=== Directions ===
• 1. From the forum post about the Hutaree case, extract the passage from "Oh, absolutely. The" to "sent to a jury." word for word.
• 2. Write what comes next in the forum post about the Hutaree case, starting right after its last sentence.

=== Text shown ===

* START *

Sounds like the judge in the Hutaree case was a real loving dipshit then, creating precedence like this. These people are dangerous.

Oh, absolutely. The judge in the Hutaree case was a tremendous rear end in a top hat, who threw out a perfectly good militia prosecution on idiotic grounds like "you can't assume the individual militia members share the militia leader's openly stated desire to kill cops and overthrow the government" and "if they don't have a specific concrete plan that all of them have openly agreed with then it's just political speech". Just look at these loving quotes:

quote:

“The government’s case is built largely of circumstantial evidence,” U.S. District Judge Victoria Roberts said in a 28-page order dismissing the charges before the case was sent to a jury.

“While this evidence could certainly lead a rational fact finder to conclude that ‘something fishy’ was going on, it does not prove beyond a reasonable doubt that defendants reached a concrete agreement to forcibly oppose the United States Government,” the judge wrote.

...

In her written opinion, the judge said the elements of a conspiracy may be proven entirely by circumstantial evidence, but that each element of the offense must be proved beyond a reasonable doubt.

“This is one of those times,” the judge said, adding that the court “is limited by what inferences reason will allow it to draw.”

“It stands to reason that most, if not all, of these Defendants had a strong dislike – perhaps hatred – of the Federal Government and law enforcement at every level,” the judge wrote. One could also reason that certain defendants wanted to harm or kill law enforcement agents. The evidence certainly suggests that (David) Stone Sr. strongly believed in the idea of a need to go to war with certain enemies.”

But, the judge concluded, the court “would need to engage in conjecture and surmise to find sufficient evidence that defendants shared a unity of purpose, the intent to achieve a common goal and an agreement to work together toward the goal,” as case law requires.

...

“Vague antigovernment hate speech simply does not amount to an agreement as a matter of law,” the judge said. “The court would need to infer and speculate not only that the other defendants were aware of Stone’s desire to spark a war with the federal government, but that an agreement to do so in the manner alleged in the indictment was reached. Reason will not allow such an incredible inference on this record.”

* END *

(Saved entries)
* START *

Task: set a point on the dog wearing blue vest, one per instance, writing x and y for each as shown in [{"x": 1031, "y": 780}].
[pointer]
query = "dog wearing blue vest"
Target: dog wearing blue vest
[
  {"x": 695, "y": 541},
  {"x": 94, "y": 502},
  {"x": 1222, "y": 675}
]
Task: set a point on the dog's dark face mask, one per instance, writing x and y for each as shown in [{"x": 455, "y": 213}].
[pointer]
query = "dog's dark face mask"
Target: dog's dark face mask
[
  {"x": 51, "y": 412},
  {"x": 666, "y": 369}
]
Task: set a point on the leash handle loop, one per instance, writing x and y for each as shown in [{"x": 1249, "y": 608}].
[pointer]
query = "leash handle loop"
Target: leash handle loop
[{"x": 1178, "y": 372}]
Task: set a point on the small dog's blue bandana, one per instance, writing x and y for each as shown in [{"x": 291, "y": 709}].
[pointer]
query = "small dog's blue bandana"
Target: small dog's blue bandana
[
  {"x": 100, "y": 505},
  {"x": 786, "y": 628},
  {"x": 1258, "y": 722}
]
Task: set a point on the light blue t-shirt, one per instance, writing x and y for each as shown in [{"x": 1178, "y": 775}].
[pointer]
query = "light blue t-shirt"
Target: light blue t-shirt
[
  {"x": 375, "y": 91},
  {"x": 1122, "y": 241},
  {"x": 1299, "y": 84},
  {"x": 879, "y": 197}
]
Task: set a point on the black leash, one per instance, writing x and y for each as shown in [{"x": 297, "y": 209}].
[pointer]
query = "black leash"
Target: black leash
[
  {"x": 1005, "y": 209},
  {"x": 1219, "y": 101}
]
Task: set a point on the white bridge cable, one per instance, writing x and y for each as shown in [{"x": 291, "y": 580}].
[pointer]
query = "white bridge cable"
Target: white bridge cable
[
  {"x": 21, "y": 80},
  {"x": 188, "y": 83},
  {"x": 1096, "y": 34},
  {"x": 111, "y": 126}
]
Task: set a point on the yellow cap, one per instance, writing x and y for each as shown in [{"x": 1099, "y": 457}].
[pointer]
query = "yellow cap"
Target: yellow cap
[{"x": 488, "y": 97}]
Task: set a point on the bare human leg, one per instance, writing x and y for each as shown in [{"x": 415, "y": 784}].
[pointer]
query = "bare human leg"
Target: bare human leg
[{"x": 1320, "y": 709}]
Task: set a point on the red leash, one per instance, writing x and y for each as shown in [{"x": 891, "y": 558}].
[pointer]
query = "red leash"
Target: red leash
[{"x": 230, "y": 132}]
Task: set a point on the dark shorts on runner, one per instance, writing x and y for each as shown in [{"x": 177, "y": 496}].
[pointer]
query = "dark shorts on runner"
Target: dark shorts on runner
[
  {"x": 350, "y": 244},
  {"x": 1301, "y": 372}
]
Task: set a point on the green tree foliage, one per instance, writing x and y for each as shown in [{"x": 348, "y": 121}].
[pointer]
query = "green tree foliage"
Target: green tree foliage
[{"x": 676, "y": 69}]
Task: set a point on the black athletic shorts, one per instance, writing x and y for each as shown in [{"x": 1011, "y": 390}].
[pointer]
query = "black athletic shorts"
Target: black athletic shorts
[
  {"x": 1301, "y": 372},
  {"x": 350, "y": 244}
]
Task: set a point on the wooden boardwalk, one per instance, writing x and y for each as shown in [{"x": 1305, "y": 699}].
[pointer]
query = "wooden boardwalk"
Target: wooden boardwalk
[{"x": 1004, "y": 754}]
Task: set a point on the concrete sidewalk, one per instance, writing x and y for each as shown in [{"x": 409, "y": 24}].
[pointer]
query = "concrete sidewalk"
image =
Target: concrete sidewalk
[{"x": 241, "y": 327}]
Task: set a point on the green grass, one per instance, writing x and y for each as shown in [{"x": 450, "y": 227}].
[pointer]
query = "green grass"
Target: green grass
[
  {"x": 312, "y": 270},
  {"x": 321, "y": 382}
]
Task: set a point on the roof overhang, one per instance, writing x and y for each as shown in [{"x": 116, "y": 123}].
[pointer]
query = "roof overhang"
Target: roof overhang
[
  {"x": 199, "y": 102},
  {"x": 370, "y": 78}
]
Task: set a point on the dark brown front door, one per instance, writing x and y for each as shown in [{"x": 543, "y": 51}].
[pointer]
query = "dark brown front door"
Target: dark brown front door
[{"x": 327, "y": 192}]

* END *

=== Written answers ===
• 1.
Oh, absolutely. The judge in the Hutaree case was a tremendous rear end in a top hat, who threw out a perfectly good militia prosecution on idiotic grounds like "you can't assume the individual militia members share the militia leader's openly stated desire to kill cops and overthrow the government" and "if they don't have a specific concrete plan that all of them have openly agreed with then it's just political speech". Just look at these loving quotes:

quote:

“The government’s case is built largely of circumstantial evidence,” U.S. District Judge Victoria Roberts said in a 28-page order dismissing the charges before the case was sent to a jury.

• 2.
Problem is, the FBI doesn't get to say "well, that judge was an rear end in a top hat", ignore it, and soldier on. Letting a militia prosecution end in failure, not even through acquittal but through the judge openly calling bullshit on the case and kicking it right out of the courtroom, emboldens anti-government types way more than being slow in the investigation. That means they have to live with those precedents, and try their best to adapt to them so that they won't get screwed by them again. I think it was a horrible ruling, but if you want to know why the FBI is being so utterly passive here and letting the protesters get away with so much (to the point where they only arrested the one guy for the vehicle theft), it's because last time they tried to prosecute a militia group a federal judge told them it was ridiculous to infer things from what the militia members were saying and doing. The FBI absolutely wants to prosecute here, but they're going to be meticulous to the point of near-absurdity first, and that means it's going to be slow and quiet. There's no way they haven't infiltrated the poo poo out of this occupation, and agents are going to be poring over every second of video for months after this thing ends, but the decentralized and semi-spontaneous nature of this thing means that the scale of this thing is going to be way beyond the usual militia investigation - and I won't be surprised if it takes much longer. And there's no way the FBI is going to break it up before summer, as the chances of organized violence just get lower every day. If this was going to erupt, it was going to erupt in the first few days when law enforcement was caught by surprise and the only people there were diehards expecting immediate confrontation. Now that a bunch of hangers-on have showed up, law enforcement has settled in for the long haul, and Ammon is savoring his fifteen minutes of fame, there's no way they're going to escalate if left to their own devices.